◆ Records for processing
((
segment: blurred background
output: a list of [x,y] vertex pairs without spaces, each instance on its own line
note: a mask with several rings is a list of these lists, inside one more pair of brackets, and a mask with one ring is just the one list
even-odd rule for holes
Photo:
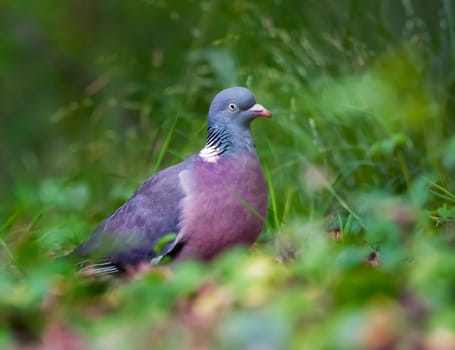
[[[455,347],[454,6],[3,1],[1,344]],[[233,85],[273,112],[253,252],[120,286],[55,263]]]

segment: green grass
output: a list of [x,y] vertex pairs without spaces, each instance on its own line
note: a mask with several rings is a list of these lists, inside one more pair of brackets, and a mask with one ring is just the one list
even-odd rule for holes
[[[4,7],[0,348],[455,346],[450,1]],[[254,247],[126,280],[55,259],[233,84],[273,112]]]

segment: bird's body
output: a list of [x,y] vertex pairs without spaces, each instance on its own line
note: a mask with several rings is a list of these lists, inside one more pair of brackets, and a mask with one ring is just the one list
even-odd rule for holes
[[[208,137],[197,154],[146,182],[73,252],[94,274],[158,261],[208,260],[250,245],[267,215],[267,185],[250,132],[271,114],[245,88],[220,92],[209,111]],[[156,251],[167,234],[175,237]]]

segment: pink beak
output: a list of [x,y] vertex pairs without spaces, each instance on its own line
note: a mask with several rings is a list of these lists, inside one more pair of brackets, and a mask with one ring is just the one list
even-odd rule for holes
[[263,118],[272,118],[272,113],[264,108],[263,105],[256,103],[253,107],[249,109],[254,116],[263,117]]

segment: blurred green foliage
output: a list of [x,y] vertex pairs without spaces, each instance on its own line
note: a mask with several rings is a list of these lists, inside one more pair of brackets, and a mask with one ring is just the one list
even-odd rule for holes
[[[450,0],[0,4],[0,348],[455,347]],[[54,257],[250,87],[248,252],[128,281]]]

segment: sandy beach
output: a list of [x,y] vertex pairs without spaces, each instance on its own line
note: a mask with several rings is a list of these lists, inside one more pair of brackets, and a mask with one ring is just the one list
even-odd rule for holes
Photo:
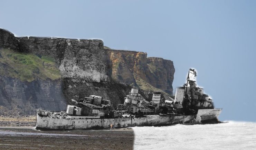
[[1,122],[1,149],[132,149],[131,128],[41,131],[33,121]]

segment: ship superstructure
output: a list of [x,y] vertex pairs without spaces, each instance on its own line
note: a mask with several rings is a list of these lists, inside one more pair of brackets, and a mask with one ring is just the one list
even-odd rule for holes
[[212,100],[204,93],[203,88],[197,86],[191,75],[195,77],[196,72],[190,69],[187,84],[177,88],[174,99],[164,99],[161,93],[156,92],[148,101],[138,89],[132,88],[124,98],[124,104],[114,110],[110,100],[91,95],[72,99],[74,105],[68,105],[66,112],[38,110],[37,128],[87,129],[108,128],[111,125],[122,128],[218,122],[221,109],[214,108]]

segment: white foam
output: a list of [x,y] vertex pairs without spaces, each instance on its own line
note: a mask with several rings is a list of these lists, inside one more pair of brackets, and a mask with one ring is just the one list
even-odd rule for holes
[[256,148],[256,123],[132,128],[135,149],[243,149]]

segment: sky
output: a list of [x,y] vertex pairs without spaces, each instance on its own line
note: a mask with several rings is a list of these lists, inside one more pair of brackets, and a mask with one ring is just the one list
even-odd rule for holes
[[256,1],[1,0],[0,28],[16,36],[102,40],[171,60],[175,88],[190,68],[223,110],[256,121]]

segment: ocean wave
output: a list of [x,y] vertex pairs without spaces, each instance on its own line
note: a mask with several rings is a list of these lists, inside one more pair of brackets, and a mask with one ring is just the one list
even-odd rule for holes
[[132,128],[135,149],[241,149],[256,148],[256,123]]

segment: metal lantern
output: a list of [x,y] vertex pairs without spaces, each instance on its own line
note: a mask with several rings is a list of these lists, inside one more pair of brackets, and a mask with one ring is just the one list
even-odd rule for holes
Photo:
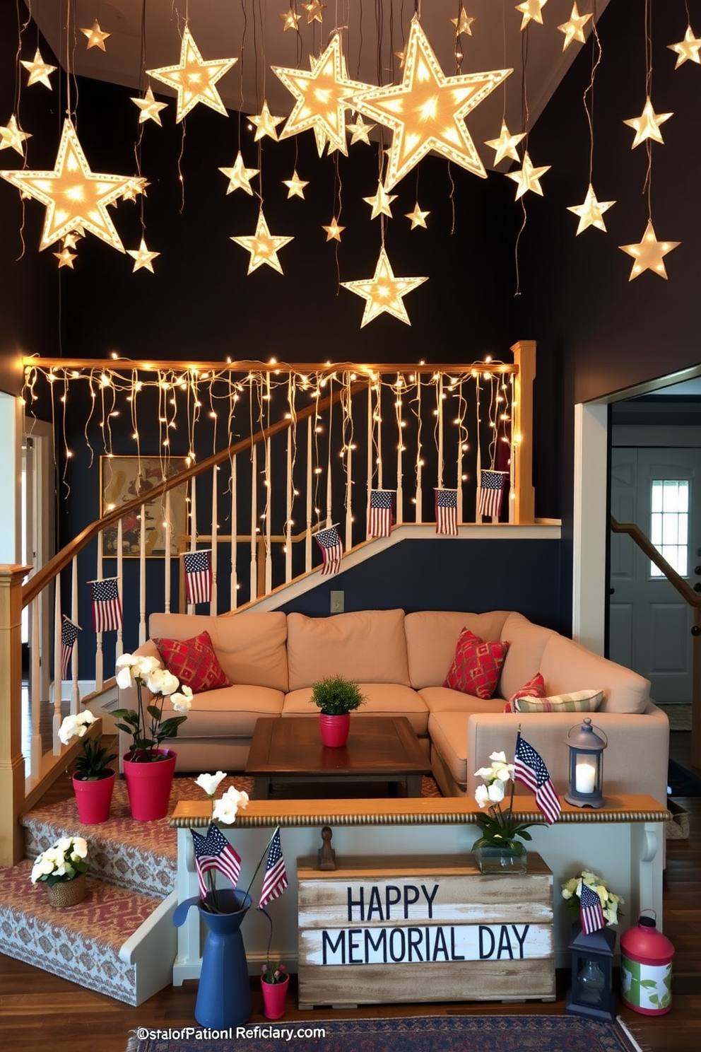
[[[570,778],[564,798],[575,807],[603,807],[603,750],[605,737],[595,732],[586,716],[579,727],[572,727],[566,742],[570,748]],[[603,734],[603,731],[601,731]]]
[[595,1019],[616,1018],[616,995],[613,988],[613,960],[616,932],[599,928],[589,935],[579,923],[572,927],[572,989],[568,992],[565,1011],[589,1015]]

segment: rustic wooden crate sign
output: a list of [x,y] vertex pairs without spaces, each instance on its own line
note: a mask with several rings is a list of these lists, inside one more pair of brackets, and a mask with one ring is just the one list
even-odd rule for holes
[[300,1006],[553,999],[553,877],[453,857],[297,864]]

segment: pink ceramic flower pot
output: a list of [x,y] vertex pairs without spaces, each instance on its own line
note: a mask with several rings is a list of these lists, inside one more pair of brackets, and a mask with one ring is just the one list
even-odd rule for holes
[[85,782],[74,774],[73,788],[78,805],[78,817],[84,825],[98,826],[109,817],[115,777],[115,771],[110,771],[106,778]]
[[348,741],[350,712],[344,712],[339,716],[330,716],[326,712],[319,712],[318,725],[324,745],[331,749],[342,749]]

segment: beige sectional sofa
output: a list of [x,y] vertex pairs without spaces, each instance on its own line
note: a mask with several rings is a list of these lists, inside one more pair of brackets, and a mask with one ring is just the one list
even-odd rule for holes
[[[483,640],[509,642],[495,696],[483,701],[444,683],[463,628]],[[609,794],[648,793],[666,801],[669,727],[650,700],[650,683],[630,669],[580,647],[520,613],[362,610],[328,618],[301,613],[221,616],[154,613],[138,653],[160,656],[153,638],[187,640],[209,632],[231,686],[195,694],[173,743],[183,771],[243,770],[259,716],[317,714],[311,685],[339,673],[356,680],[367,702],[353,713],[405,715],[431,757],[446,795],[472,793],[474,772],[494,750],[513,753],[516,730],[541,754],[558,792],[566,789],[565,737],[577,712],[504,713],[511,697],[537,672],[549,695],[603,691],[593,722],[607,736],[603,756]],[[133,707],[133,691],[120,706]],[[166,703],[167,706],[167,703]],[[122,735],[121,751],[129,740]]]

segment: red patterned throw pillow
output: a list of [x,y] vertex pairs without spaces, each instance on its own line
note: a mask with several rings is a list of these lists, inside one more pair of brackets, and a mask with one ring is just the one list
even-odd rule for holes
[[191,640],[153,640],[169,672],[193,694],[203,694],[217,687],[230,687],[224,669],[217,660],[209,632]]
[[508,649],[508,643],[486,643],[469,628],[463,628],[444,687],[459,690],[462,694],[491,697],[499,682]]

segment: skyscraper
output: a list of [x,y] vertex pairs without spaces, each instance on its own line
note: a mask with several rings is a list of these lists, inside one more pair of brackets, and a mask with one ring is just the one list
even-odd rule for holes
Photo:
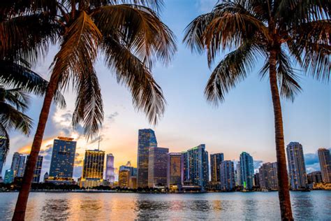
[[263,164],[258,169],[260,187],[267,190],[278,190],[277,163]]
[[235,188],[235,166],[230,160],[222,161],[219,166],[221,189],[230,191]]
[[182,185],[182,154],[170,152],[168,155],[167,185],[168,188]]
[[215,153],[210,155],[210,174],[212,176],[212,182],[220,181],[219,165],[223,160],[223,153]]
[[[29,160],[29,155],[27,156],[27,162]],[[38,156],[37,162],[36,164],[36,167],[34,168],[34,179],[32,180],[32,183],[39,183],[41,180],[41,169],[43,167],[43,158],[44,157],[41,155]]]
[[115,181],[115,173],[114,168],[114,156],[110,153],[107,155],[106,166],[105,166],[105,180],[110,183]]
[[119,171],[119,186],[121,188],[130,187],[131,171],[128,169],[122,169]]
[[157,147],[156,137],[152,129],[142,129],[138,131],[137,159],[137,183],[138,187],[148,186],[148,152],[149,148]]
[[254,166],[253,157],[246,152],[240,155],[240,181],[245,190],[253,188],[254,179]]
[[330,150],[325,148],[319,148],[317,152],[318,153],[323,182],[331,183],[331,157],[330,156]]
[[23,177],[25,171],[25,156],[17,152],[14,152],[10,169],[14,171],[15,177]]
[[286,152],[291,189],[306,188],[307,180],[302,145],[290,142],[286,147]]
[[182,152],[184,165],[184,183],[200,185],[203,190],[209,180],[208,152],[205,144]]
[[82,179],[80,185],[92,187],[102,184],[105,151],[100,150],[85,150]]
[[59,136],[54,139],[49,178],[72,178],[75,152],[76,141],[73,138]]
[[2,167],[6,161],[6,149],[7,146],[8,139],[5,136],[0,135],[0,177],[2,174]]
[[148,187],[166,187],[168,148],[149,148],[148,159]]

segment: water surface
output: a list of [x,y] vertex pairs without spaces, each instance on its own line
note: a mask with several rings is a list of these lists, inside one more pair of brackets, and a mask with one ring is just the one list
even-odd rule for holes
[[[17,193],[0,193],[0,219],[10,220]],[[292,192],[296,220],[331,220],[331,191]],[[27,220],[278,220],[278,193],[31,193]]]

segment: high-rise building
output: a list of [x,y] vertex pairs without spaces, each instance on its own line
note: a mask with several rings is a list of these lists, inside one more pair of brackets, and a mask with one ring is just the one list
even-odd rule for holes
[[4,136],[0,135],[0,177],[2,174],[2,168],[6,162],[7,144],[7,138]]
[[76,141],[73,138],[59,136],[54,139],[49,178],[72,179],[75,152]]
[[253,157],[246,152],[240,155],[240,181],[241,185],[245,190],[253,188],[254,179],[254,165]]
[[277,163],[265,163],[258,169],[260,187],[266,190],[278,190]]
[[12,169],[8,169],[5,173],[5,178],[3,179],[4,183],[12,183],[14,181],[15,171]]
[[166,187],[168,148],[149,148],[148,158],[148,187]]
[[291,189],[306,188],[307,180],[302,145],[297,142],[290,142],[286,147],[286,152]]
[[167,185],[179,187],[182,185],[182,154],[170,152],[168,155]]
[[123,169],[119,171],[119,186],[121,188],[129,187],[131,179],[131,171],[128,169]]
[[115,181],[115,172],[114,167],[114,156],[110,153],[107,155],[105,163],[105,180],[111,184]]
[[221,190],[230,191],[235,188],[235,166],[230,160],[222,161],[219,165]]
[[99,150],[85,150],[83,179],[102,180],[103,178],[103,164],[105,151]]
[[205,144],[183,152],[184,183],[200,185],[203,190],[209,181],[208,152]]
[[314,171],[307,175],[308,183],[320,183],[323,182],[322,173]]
))
◆ The problem
Convert the items starting at the line containing "segment: rustic wooden crate sign" and ending at the line containing "[[300,1006],[553,999],[553,877],[453,857],[297,864]]" into a two-column CSV with the columns instruction and response, one row per item. Put each item's text in instruction and its answer in response, each as a single quoted field with line breaks replaced by spaces.

◆ Answer for this exercise
instruction,response
"segment: rustic wooden crate sign output: a list of [x,y] vertex pairs without spaces, each instance on its own line note: a mask with several rings is a list of these lists, inside one more pair of brackets, and a mask with one ring is just the one list even-odd rule for holes","[[300,1006],[553,999],[553,877],[453,857],[297,864]]"